__Task goal__: Return each of the records below word for word, with nothing altered, and leave the pictures out of your answer.
--- Input records ---
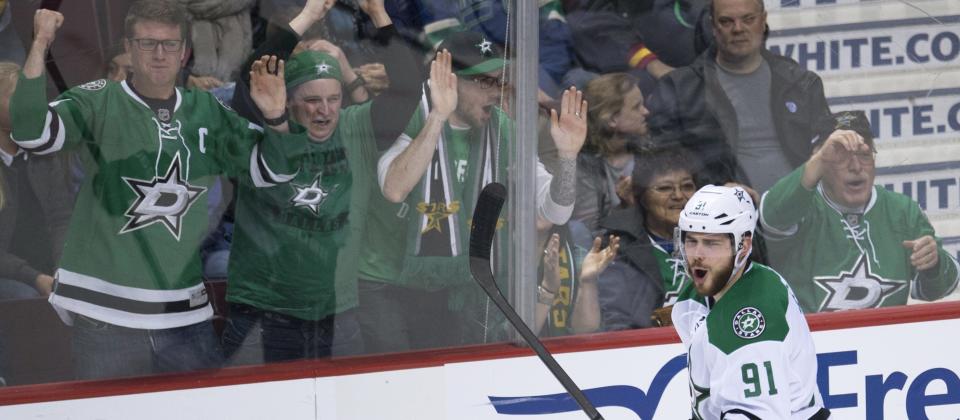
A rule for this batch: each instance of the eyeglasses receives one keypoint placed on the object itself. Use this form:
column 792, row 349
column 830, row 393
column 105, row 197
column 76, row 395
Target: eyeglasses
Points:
column 727, row 22
column 864, row 158
column 687, row 188
column 487, row 82
column 169, row 45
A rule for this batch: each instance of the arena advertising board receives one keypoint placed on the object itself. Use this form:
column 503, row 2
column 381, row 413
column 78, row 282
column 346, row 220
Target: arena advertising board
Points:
column 892, row 371
column 898, row 62
column 862, row 374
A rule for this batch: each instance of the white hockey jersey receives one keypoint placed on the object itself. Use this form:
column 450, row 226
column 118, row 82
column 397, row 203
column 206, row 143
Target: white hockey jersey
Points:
column 750, row 354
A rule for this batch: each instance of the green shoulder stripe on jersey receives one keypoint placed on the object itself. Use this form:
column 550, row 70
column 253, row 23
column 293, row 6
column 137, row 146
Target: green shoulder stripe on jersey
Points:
column 753, row 310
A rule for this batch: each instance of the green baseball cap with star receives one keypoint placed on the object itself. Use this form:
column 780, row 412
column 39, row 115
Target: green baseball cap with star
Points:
column 473, row 53
column 311, row 65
---
__Task response__:
A rule for this batch: each instance of the eyeglasses receives one keypoint placed on the object itself. Use this form:
column 792, row 349
column 830, row 393
column 105, row 197
column 76, row 395
Target: eyeglasses
Points:
column 727, row 22
column 864, row 158
column 687, row 188
column 487, row 82
column 169, row 45
A rule for this batch: each instance of the arena advertising board receives one keypoint placed on the object itself. Use this form:
column 503, row 2
column 381, row 413
column 78, row 282
column 346, row 220
Target: arena advertising board
Points:
column 892, row 371
column 898, row 62
column 862, row 374
A rule for this batch: each instance of the white hockey jersey receives one keypoint placed on the object itself. Use this form:
column 450, row 226
column 118, row 82
column 397, row 203
column 206, row 143
Target: white hockey jersey
Points:
column 750, row 354
A rule for this batch: each instance of the green shoulder stripe on jersey receives one keypoint placed on the object itself. Use this form:
column 550, row 70
column 253, row 23
column 293, row 6
column 137, row 146
Target: green shoulder stripe on jersey
Points:
column 753, row 310
A rule for this batch: each instance of the green baseball cap with star receives one keypoint placed on the object itself. Use this form:
column 780, row 412
column 39, row 115
Target: green baseball cap with star
Points:
column 473, row 53
column 311, row 65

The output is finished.